## [Task to carry out]
Starting at the line that contains "drop a point: the circular emblem on flag" and ending at the end of the records, swap "bracelet" for "wristband". Write out only those lines and leave everything else in them unchanged.

## [Items]
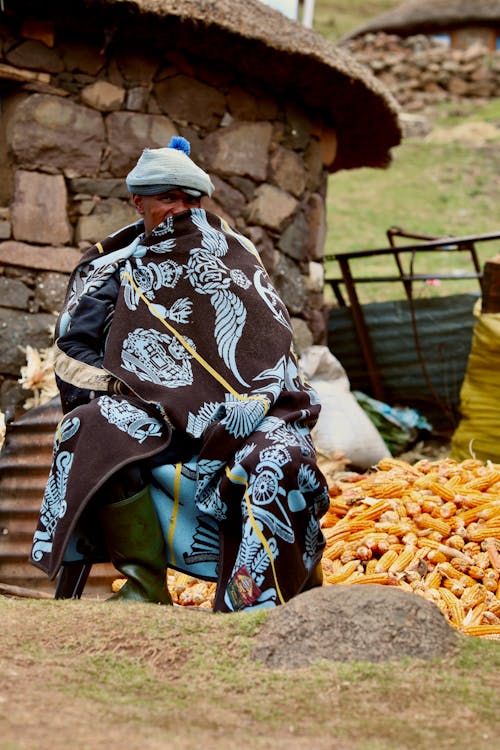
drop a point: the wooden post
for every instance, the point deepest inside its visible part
(491, 286)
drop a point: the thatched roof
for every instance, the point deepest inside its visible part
(427, 16)
(261, 46)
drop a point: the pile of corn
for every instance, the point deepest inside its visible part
(189, 591)
(432, 528)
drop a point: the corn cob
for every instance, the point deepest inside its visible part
(473, 595)
(343, 574)
(484, 482)
(442, 491)
(433, 579)
(455, 608)
(385, 562)
(482, 630)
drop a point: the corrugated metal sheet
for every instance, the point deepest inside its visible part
(444, 326)
(24, 467)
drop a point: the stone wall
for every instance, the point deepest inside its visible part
(420, 71)
(74, 120)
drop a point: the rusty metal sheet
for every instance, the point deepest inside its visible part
(425, 371)
(24, 467)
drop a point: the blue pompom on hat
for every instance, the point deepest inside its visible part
(162, 169)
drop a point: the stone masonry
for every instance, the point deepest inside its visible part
(74, 120)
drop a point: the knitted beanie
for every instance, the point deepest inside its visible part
(162, 169)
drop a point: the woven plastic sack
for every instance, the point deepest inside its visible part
(478, 433)
(342, 424)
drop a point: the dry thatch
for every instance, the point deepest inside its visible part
(427, 16)
(259, 46)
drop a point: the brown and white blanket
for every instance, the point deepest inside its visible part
(204, 343)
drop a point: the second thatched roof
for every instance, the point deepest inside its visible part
(257, 45)
(427, 16)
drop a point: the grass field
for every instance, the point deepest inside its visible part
(87, 675)
(441, 186)
(334, 18)
(432, 187)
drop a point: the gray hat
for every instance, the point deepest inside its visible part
(162, 169)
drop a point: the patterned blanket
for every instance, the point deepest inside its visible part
(204, 343)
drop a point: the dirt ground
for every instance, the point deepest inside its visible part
(88, 675)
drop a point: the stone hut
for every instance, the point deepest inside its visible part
(270, 109)
(461, 23)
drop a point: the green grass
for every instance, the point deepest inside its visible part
(437, 189)
(335, 18)
(175, 678)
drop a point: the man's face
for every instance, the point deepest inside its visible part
(156, 208)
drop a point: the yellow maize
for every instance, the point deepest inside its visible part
(382, 578)
(484, 482)
(385, 562)
(489, 529)
(473, 595)
(482, 630)
(343, 574)
(445, 493)
(455, 608)
(333, 551)
(426, 521)
(433, 579)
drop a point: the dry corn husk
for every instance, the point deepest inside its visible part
(2, 429)
(431, 528)
(38, 376)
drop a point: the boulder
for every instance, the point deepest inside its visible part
(108, 216)
(188, 100)
(131, 132)
(13, 293)
(50, 291)
(291, 285)
(103, 96)
(271, 207)
(239, 149)
(35, 55)
(353, 623)
(287, 171)
(39, 210)
(17, 329)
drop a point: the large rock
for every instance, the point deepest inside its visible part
(245, 106)
(39, 210)
(295, 239)
(82, 58)
(17, 329)
(131, 132)
(271, 207)
(187, 100)
(291, 285)
(353, 623)
(50, 291)
(61, 259)
(103, 96)
(35, 55)
(56, 135)
(228, 197)
(316, 216)
(240, 149)
(105, 188)
(108, 216)
(137, 69)
(13, 293)
(287, 171)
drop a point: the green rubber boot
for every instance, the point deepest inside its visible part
(137, 548)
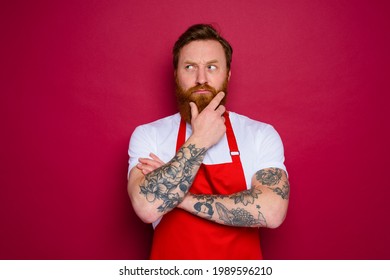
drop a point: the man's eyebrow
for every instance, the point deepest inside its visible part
(208, 62)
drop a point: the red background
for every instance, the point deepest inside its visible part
(78, 76)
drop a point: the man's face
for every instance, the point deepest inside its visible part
(201, 73)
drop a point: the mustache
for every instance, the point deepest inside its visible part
(202, 87)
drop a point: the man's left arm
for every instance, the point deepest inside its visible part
(263, 205)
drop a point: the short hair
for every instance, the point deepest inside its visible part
(200, 32)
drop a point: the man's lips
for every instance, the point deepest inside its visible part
(201, 91)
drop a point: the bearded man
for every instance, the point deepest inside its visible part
(205, 157)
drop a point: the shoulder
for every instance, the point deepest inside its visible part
(160, 125)
(163, 122)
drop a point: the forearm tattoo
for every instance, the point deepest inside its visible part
(233, 217)
(239, 216)
(271, 177)
(170, 182)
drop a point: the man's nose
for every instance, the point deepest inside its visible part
(201, 77)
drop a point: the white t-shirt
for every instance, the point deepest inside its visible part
(259, 144)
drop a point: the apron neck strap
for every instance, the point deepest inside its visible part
(233, 147)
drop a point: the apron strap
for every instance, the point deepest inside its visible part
(234, 152)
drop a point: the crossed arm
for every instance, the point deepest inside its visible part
(155, 187)
(263, 205)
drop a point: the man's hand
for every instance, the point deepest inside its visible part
(147, 165)
(208, 127)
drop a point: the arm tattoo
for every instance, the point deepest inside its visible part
(269, 177)
(235, 217)
(246, 197)
(284, 191)
(165, 183)
(239, 217)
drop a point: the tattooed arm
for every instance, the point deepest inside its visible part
(264, 205)
(160, 189)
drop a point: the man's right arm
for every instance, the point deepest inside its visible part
(161, 190)
(158, 192)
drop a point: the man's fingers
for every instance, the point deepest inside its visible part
(216, 100)
(194, 110)
(156, 158)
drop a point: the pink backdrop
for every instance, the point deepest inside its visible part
(78, 76)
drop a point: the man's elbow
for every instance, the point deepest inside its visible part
(146, 214)
(277, 217)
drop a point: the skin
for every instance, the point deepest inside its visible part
(156, 188)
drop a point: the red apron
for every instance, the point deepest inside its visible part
(183, 236)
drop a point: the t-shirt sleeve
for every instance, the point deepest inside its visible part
(140, 146)
(271, 151)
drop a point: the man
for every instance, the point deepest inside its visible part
(206, 178)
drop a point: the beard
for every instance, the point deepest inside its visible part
(184, 97)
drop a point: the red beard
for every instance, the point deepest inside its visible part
(184, 97)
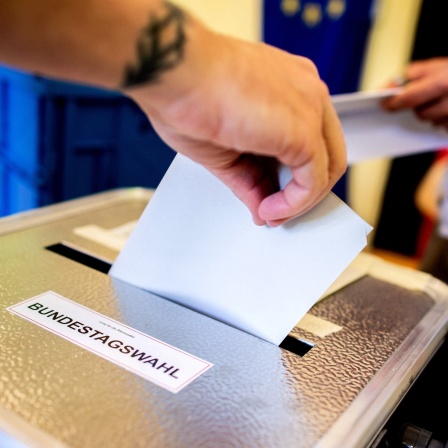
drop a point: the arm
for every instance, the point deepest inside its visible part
(426, 91)
(235, 107)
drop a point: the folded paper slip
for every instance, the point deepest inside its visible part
(196, 244)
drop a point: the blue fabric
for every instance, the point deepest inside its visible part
(332, 33)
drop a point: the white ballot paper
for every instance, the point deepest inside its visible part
(196, 244)
(371, 132)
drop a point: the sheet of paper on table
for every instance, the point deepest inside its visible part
(371, 132)
(196, 244)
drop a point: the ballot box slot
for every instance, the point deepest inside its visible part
(296, 346)
(80, 256)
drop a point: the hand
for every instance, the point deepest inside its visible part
(426, 91)
(240, 109)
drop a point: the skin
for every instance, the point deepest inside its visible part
(426, 91)
(237, 108)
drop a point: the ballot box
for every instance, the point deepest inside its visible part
(334, 382)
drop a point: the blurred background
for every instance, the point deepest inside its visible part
(60, 141)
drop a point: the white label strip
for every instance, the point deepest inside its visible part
(160, 363)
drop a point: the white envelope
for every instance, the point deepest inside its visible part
(371, 132)
(196, 244)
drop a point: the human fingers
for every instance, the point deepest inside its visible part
(313, 180)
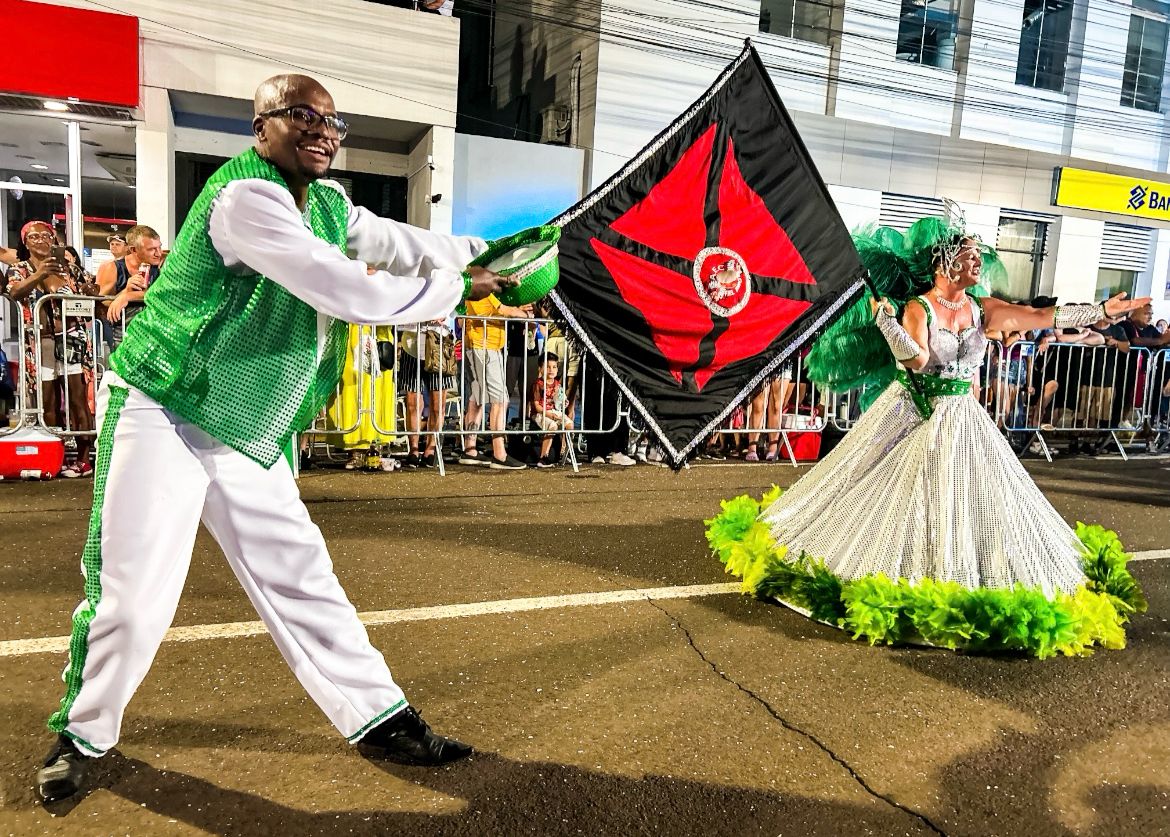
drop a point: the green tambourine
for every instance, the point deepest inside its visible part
(529, 255)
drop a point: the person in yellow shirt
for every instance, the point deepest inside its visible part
(483, 354)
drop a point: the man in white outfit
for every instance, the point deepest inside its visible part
(241, 341)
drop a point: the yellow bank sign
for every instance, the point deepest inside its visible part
(1124, 196)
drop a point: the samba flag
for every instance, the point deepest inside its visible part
(701, 266)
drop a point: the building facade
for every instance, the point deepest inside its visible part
(1044, 119)
(192, 68)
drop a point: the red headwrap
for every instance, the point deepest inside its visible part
(27, 227)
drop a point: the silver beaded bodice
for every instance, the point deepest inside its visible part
(955, 355)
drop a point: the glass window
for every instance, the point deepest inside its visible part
(1044, 43)
(1112, 281)
(1146, 55)
(805, 20)
(927, 31)
(1020, 245)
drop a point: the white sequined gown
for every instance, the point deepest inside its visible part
(943, 498)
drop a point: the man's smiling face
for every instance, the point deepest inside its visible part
(303, 152)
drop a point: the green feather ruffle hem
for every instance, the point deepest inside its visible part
(944, 613)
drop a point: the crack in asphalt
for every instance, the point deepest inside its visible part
(787, 725)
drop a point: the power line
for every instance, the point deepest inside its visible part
(648, 41)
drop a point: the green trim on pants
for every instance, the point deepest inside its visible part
(91, 562)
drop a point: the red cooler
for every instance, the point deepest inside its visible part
(804, 439)
(32, 454)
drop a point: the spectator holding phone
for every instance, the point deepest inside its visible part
(66, 345)
(126, 279)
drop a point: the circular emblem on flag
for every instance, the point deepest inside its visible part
(722, 280)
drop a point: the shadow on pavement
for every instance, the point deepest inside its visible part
(504, 796)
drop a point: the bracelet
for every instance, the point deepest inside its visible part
(901, 343)
(1080, 314)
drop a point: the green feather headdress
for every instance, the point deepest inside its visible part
(852, 354)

## [Written answer]
drop a point: the circular emblem on flag
for every instance, the point deepest inside its visible part
(722, 280)
drop a point: the shadow on pavement
for every instance, the point deepest inside its visible part
(504, 796)
drop a point: the wristband
for every instance, the point deepest inside its visible part
(901, 343)
(1080, 314)
drop a point: the green feather headdress
for every instance, the point deepest inside its visible part
(852, 354)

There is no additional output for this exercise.